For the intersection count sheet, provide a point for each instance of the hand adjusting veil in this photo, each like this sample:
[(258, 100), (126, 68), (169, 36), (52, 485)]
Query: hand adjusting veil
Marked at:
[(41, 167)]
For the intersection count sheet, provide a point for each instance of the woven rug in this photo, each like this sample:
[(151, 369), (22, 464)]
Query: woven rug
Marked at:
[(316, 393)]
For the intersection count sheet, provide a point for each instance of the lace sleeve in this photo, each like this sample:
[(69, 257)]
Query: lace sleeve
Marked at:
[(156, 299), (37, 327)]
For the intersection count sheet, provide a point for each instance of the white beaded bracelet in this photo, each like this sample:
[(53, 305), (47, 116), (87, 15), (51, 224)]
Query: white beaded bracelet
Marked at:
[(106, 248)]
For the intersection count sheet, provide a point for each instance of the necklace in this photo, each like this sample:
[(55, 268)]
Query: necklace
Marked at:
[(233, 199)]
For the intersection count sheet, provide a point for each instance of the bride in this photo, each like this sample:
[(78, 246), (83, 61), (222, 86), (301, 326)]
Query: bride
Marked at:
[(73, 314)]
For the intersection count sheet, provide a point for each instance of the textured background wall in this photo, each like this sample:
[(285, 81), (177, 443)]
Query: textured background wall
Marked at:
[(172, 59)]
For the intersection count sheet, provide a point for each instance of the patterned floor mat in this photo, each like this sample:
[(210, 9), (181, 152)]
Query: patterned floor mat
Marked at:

**DIRECTIONS FOR THIS TASK**
For this exercise, please copy exactly the lines from the one holding "[(69, 257)]" through the end of the records, the first and last included.

**RESULT**
[(69, 257)]
Query: lace sleeve
Marked at:
[(156, 299), (37, 327)]
For the intersection count sheet, provide a point for each instance of the white beaded bracelet in this photo, each like this sample:
[(53, 305), (47, 116), (87, 15), (51, 224)]
Query: white beaded bracelet
Marked at:
[(106, 248)]
For the intersection count sheet, provide a point for each instance of the necklace in this photo, each like this sample:
[(55, 268)]
Query: necklace
Marked at:
[(233, 199)]
For the intersection count sheet, provide a point for each instance of the bride in this photo, each like this sample:
[(78, 246), (83, 61), (222, 86), (301, 326)]
Query: bride
Marked at:
[(73, 314)]
For the intersection count sheet, provide a point for each instance of the textured background wall in this photo, each like this sample:
[(285, 81), (177, 443)]
Query: textured background wall
Marked at:
[(172, 59)]
For the intersection count sheet, provide a point for each instance of the patterned floor mat in this photo, each like this sample:
[(210, 9), (181, 152)]
Query: patterned floor mat
Marked at:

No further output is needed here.